▸ **What to do**
Reproduce the lines from the one containing "of the logo" through the one containing "x=245, y=121", both included. Keep the requests unchanged and raise every coordinate in the answers by 18.
------------------------------------------------
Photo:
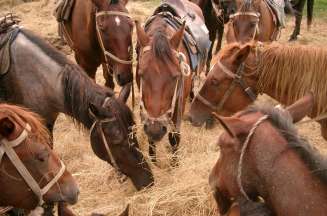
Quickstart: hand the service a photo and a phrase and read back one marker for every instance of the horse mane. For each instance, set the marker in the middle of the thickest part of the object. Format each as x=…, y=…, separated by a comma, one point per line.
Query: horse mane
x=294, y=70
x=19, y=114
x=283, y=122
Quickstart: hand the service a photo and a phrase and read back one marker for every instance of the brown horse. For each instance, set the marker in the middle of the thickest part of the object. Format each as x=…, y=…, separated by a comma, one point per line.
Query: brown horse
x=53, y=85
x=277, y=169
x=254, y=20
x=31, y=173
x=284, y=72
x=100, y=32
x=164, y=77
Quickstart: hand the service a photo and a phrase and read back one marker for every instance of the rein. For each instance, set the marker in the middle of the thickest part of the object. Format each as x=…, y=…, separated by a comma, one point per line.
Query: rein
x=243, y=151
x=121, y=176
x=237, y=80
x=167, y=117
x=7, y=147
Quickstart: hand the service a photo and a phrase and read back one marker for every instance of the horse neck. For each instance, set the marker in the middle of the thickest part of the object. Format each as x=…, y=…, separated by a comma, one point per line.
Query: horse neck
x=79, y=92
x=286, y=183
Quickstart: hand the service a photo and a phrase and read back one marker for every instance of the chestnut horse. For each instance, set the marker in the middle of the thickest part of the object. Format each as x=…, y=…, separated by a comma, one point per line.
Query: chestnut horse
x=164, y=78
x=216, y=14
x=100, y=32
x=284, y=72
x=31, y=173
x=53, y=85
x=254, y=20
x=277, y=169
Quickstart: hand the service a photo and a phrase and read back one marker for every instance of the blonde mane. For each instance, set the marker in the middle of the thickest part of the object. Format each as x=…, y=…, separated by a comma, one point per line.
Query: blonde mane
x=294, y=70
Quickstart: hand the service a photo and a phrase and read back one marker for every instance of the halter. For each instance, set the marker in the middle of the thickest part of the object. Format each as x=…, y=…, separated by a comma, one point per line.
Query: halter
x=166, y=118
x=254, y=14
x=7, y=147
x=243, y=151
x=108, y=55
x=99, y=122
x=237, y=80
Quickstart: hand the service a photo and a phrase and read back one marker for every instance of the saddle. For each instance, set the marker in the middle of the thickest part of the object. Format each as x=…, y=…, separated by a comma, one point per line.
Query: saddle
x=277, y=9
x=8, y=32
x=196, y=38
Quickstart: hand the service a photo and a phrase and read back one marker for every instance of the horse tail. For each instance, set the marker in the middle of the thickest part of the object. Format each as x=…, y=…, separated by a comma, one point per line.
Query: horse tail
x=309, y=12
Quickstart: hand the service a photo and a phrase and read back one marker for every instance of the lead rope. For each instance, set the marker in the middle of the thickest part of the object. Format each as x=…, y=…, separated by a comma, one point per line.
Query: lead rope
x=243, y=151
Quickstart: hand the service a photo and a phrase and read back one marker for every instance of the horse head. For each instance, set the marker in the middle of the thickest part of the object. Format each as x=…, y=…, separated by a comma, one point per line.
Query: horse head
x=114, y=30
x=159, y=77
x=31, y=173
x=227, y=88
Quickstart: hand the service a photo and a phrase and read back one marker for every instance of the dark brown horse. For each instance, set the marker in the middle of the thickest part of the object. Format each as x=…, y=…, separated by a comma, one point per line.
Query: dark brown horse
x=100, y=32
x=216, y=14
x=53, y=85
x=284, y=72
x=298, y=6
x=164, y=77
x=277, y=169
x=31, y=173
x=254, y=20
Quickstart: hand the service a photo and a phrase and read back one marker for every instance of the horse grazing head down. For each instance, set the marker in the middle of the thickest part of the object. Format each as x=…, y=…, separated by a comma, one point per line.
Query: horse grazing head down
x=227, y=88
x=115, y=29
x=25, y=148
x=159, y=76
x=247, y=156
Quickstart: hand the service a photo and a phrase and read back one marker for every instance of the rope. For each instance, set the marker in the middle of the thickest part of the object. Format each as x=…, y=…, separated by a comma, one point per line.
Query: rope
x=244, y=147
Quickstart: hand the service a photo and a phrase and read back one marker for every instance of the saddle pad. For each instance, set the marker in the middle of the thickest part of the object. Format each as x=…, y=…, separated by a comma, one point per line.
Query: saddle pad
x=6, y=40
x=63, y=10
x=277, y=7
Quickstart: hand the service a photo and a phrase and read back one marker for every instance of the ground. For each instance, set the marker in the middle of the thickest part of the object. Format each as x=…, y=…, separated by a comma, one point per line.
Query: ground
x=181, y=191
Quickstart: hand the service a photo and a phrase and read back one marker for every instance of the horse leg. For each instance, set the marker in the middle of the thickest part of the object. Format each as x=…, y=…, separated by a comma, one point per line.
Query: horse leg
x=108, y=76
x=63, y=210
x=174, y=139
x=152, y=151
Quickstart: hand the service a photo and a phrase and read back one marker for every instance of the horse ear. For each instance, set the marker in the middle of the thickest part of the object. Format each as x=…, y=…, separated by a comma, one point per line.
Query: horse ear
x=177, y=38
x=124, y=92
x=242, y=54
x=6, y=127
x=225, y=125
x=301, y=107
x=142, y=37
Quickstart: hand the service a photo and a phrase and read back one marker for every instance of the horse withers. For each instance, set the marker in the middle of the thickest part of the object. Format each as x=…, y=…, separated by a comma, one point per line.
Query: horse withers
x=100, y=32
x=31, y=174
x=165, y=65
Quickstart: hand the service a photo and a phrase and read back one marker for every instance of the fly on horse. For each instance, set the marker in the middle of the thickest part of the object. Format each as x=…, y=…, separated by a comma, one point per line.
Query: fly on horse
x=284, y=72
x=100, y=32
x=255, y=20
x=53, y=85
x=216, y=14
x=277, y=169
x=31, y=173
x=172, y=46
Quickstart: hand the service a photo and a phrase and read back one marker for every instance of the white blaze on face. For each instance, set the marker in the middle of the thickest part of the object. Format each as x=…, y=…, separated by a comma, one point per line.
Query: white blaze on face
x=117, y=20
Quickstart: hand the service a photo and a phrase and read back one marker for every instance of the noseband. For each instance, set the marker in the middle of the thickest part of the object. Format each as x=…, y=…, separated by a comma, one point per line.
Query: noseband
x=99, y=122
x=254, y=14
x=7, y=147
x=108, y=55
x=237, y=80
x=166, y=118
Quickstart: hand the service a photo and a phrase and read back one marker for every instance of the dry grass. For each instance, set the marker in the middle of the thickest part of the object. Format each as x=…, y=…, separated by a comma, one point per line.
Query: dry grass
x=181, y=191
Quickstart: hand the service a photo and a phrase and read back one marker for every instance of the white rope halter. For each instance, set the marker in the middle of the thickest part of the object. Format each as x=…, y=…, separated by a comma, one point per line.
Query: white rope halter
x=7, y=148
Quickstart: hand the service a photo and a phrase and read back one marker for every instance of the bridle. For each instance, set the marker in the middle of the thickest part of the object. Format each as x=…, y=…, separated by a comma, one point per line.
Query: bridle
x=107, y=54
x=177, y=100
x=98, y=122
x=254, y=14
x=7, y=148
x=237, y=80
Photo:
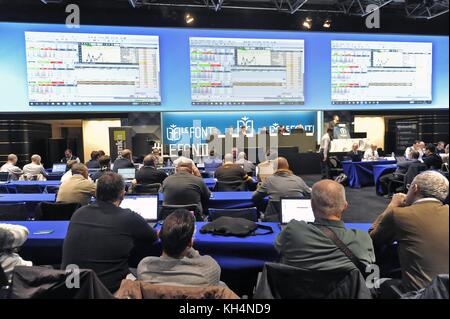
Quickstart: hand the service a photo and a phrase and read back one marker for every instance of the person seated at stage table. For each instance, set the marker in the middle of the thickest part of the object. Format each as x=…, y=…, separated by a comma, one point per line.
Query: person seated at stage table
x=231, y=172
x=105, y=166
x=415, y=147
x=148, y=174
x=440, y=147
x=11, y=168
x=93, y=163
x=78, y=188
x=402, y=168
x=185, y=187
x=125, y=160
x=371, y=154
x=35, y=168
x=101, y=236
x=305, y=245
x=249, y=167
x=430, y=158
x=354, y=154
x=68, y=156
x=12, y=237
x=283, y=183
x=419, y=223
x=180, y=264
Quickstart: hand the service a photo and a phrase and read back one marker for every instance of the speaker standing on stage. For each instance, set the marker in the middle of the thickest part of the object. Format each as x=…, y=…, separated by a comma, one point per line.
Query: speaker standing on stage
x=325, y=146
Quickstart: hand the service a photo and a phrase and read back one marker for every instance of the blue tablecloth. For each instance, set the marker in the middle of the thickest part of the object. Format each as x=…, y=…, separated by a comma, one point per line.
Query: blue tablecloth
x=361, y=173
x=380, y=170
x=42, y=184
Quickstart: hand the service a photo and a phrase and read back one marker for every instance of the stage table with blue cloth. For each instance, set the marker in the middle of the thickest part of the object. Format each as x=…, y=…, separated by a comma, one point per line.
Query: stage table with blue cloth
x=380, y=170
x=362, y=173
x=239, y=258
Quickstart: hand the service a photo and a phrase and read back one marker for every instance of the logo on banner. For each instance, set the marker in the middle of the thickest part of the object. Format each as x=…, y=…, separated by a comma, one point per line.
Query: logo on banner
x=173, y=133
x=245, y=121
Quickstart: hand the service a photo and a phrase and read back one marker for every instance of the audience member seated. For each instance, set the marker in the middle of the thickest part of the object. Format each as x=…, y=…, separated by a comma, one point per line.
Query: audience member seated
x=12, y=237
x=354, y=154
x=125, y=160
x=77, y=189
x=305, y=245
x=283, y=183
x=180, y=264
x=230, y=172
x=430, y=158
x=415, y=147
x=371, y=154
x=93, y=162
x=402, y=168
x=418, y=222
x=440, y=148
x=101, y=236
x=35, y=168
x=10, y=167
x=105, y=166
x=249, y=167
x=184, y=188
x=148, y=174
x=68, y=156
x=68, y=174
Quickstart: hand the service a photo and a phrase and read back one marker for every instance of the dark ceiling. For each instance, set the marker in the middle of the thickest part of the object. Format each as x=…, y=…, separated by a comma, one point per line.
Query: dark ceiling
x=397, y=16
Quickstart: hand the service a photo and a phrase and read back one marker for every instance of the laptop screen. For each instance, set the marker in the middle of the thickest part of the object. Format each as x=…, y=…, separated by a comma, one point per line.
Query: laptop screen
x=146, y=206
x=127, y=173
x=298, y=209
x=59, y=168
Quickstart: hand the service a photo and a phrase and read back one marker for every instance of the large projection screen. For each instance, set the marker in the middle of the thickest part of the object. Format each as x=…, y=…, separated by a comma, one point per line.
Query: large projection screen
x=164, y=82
------------------------------------------------
▸ **Response to this task**
Quickstart: hand the service a photo and a phrase and read back one marker for every instance of the logo on banner. For each instance, set the marker in the middle of the thickest part of the object. Format each as x=…, y=…, separated by a comma, one point per line.
Query: logo on banner
x=191, y=151
x=263, y=139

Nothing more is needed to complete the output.